— Your goal —
Your output should be the listing itself, repeated exactly.

+--

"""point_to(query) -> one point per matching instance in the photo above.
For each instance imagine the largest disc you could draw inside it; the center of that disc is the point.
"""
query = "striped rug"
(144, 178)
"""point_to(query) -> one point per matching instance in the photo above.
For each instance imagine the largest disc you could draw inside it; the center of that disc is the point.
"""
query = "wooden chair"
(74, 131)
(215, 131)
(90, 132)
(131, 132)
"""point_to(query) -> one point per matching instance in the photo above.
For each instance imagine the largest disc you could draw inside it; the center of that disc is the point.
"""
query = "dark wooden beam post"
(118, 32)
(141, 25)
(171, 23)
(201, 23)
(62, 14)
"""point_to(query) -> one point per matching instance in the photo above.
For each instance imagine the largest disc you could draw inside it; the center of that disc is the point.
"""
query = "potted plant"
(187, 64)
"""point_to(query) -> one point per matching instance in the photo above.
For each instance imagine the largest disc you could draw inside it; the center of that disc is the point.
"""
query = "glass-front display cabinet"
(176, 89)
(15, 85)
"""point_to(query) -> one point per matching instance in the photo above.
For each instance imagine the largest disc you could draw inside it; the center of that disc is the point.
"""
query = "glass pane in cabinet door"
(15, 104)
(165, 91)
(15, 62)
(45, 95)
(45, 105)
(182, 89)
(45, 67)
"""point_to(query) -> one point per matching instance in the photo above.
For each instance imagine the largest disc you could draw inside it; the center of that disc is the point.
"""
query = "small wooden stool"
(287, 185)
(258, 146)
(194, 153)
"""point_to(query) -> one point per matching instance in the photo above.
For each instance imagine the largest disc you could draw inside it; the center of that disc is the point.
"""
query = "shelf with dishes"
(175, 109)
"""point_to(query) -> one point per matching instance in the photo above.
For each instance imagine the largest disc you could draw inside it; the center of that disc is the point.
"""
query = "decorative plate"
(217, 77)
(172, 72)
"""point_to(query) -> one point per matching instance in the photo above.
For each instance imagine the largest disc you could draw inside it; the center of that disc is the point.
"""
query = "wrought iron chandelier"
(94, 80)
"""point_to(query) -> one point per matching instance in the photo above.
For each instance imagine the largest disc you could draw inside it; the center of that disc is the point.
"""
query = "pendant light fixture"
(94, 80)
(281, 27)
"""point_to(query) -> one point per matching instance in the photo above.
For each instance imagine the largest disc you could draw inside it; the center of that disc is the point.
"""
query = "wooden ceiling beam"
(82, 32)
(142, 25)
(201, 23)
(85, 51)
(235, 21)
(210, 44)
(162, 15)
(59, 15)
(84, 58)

+--

— Written answer —
"""point_to(query) -> one point per matching instance in the photo above.
For each instance imagine the largest disc you could draw inside it; the center of that disc is the point.
"""
query = "striped rug"
(144, 178)
"""point_to(query) -> one point per matching instance in the photo above.
For each instance imagine the largest disc you could draw inside it; the center of that disc is the point.
"""
query = "wooden chair"
(74, 131)
(215, 131)
(90, 132)
(131, 132)
"""point_to(query) -> one point per matching instance in the photo above.
For each instance imagine the largest disc you could draw inside it; the center of that disc is the point.
"""
query = "dark wooden beam post"
(118, 32)
(141, 25)
(171, 23)
(201, 23)
(62, 14)
"""point_to(query) -> one point per matching instance in the photo above.
For each instance imagine the largest disc you could draw inside it; the center of that disc is the point.
"""
query = "potted plant"
(187, 64)
"""point_to(query) -> one point per matching instance in the photo above.
For each instance imagine the largest disc you could draw inside it; the center of that disc is the point.
"""
query = "glass-front display cabinet"
(176, 89)
(15, 85)
"""point_to(query) -> one point per matching instance in the photo above.
For each instance imagine the largest disc you could draw inside it; the center of that disc is the point.
"""
query = "glass pane in cabinet door"
(15, 104)
(165, 91)
(15, 62)
(45, 95)
(45, 105)
(182, 89)
(45, 67)
"""point_to(query) -> one point per matching instance in the photo above.
For each instance imagine the largest disc you could draw inside it; the center of that disc is the point.
"""
query = "small wooden stool"
(287, 185)
(258, 146)
(194, 153)
"""point_to(query) -> one point per matching instance in the photo above.
For each instance imagine the largest disc you could draw inside it; the center of that disc is the point.
"""
query = "shelf with dishes"
(175, 109)
"""point_to(query) -> one point per matching instance in the photo above.
For each instance imagine the largest disc you could draw inside it; the center of that disc is the point.
"""
query = "decorative plate"
(217, 77)
(172, 72)
"""point_to(query) -> one point per matching instance in the photo above.
For each instance imagine the largest disc you could draw inside it; the center of that disc is the point.
"""
query = "wrought iron chandelier"
(94, 80)
"""point_to(query) -> one point per matching instance in the photo above.
For each instance imagine the largest disc you could draw inside it; the center of that disc is the point.
"""
query = "pendant light fixture"
(94, 80)
(281, 27)
"""point_to(query) -> one point per matching instance in the photo above.
For each instance imagine the largest disc you could draw inside it; the center of that disc is the point.
"""
query = "wooden ceiling beam"
(82, 32)
(142, 25)
(201, 23)
(85, 51)
(235, 21)
(210, 44)
(162, 15)
(59, 15)
(84, 58)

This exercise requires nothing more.